Excerpted passage
* begin *

Platform Comics’ annual short comic competition has come to a close, and the winners have been drawn. You can read the work of the 11 finalists, one runner-up, and the winner for free on Platform’s website. Indie comics and the short comic format are constantly evolving and it’s an avenue of comics Platform has elevated for public consumption. Having reviewed past winners, I’m back again to take a look at the top spot and runner-up. This year, short comic Head Above Water by Phillip Maira, Kishore Mohan, and Aditya Bidikar won, followed by runner-up story Midnight, Christmas by Keith Frady, V. Gagnon, and Sonia Espinoza.
Starting with Midnight, Christmas, this tale is gorgeously rendered by V. Gagnon in a Mike Mignola-esque style that’s flat, yet somehow dynamically 3D. Opening on a girl in a cemetery at night, we soon find she’s communicating with an older woman. There’s a story here many will relate to as the girl embarks on a new chapter in her life fearing how she may be as a parent, but also hopeful for what is to come.

* end *

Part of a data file
* begin *

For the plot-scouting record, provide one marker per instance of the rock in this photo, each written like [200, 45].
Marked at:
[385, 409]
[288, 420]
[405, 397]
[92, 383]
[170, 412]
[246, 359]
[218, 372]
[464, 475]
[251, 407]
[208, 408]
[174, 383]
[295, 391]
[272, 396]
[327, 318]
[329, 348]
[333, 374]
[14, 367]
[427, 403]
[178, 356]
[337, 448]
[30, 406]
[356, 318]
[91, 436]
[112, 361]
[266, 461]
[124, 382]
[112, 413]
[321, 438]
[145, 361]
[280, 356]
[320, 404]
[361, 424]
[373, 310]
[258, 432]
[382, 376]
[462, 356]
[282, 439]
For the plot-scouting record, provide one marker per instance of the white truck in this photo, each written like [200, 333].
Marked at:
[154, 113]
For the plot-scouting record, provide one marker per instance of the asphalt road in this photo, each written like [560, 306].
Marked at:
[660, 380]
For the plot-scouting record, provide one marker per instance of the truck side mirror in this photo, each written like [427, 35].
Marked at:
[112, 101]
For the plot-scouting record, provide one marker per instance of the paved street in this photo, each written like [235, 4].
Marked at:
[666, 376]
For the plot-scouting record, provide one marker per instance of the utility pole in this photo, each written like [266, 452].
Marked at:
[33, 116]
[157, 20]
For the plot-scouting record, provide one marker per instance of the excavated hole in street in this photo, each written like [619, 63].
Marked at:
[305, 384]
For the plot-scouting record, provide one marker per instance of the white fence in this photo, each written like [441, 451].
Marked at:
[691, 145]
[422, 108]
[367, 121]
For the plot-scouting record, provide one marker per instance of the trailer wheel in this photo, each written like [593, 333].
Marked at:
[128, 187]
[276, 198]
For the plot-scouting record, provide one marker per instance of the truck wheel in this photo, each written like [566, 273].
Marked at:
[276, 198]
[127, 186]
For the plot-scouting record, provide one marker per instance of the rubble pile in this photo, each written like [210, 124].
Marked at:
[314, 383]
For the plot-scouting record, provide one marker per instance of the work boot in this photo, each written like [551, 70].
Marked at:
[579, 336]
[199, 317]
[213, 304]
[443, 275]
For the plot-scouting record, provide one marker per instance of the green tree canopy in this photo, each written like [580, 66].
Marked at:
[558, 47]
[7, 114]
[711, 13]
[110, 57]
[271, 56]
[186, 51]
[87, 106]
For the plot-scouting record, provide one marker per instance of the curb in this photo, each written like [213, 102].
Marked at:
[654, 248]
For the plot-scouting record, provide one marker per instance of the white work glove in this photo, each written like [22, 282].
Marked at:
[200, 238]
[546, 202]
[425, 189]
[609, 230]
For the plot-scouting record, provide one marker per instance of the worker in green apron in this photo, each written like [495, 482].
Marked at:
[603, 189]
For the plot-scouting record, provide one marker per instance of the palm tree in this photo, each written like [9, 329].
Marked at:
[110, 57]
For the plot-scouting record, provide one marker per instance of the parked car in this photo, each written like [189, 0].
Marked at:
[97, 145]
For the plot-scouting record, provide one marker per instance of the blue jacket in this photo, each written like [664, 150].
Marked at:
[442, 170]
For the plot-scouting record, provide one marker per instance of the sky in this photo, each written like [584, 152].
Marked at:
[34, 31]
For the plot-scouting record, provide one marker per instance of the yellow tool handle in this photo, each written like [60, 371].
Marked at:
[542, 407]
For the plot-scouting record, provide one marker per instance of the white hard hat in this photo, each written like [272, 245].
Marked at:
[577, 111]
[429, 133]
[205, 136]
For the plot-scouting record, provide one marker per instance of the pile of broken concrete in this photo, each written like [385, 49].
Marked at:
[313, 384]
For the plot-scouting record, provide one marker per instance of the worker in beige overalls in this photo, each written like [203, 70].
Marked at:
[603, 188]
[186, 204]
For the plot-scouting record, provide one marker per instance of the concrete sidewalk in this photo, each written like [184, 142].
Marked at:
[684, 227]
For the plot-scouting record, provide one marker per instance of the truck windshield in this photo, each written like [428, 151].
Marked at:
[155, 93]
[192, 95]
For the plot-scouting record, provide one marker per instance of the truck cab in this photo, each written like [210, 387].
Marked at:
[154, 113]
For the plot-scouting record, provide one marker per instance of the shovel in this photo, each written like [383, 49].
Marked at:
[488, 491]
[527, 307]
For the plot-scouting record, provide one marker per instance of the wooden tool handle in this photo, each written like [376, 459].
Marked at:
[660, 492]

* end *
* begin *

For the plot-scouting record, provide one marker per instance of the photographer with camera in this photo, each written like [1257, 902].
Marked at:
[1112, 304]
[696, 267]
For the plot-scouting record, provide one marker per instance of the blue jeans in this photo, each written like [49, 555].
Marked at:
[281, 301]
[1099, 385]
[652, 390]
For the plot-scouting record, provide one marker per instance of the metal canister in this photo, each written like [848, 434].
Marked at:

* end *
* begin *

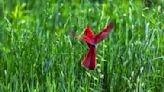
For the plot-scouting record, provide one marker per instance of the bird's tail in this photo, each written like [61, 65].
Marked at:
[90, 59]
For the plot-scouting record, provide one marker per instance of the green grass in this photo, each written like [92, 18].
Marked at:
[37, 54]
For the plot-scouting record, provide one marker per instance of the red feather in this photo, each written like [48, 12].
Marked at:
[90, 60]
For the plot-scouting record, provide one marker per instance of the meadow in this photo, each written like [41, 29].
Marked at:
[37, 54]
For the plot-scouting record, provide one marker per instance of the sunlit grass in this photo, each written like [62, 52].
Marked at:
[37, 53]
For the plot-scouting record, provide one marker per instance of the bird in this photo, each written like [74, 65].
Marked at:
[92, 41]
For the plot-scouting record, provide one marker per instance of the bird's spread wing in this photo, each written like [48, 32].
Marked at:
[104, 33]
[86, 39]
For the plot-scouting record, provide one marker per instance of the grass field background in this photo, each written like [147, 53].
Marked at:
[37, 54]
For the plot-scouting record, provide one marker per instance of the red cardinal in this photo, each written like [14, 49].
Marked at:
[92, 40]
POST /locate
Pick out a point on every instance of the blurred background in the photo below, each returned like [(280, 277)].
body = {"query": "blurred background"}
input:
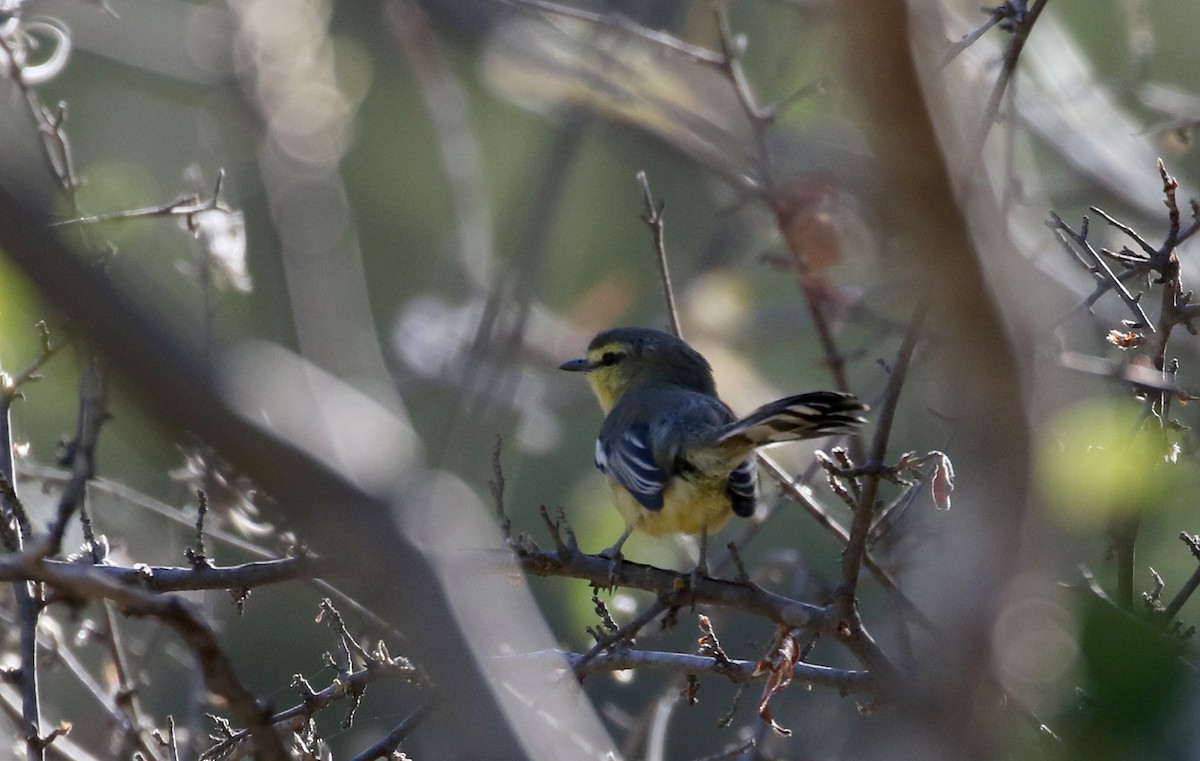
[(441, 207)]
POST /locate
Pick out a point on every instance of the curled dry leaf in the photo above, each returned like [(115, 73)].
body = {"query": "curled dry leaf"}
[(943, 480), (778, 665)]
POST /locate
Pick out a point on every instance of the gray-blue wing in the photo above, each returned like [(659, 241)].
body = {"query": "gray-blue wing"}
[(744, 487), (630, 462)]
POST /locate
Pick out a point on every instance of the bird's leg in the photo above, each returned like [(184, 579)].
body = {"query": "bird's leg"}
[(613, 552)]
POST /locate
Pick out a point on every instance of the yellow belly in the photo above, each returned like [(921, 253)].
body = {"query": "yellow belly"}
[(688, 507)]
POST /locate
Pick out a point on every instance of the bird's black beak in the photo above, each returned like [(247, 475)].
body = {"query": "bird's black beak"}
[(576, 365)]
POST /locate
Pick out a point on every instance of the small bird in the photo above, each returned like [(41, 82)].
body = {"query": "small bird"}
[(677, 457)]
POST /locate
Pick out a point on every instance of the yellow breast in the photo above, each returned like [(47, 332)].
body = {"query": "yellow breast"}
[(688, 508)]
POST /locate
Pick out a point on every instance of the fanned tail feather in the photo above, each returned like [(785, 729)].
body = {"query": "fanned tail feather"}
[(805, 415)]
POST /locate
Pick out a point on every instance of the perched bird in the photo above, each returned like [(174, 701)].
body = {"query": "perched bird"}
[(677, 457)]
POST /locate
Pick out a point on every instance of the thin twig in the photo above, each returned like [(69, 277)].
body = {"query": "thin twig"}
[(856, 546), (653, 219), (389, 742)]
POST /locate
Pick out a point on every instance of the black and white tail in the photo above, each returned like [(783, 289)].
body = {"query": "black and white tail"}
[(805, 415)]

* end *

What this exercise asks
(a) List every person the comic competition review credits as a creator of either the winning comic or the runner-up.
(b) Reproduce the comic competition review starting with "Platform Comics’ annual" and going on through "and Sonia Espinoza.", swapping "competition" for "contest".
(c) Carry on the comic competition review from its final sentence.

Exercise answers
(a) Phillip Maira, Kishore Mohan, Aditya Bidikar, Keith Frady, V. Gagnon, Sonia Espinoza

(b)
Platform Comics’ annual short comic contest has come to a close, and the winners have been drawn. You can read the work of the 11 finalists, one runner-up, and the winner for free on Platform’s website. Indie comics and the short comic format are constantly evolving and it’s an avenue of comics Platform has elevated for public consumption. Having reviewed past winners, I’m back again to take a look at the top spot and runner-up. This year, short comic Head Above Water by Phillip Maira, Kishore Mohan, and Aditya Bidikar won, followed by runner-up story Midnight, Christmas by Keith Frady, V. Gagnon, and Sonia Espinoza.

(c)
Rendered in purples and blues, it may be night time but it’s a pretty scene with interesting Christmas iconography scattered into the narrative. There is a solemn nature to the story that juxtaposes well with the use of music. Through the crisp night, Frady, Gagnon, and Espinoza capture a moment that’s eloquent and beautiful. It’s a stunning short and I suspect we’ll be seeing these creators elsewhere soon.
Sound effects and lettering are exceptional by Espinoza. There’s a sense of fun and energy that’s lively and free. This jives well with the art and general feel of the story. The word balloons themselves are well-drawn and unique in their own right, too.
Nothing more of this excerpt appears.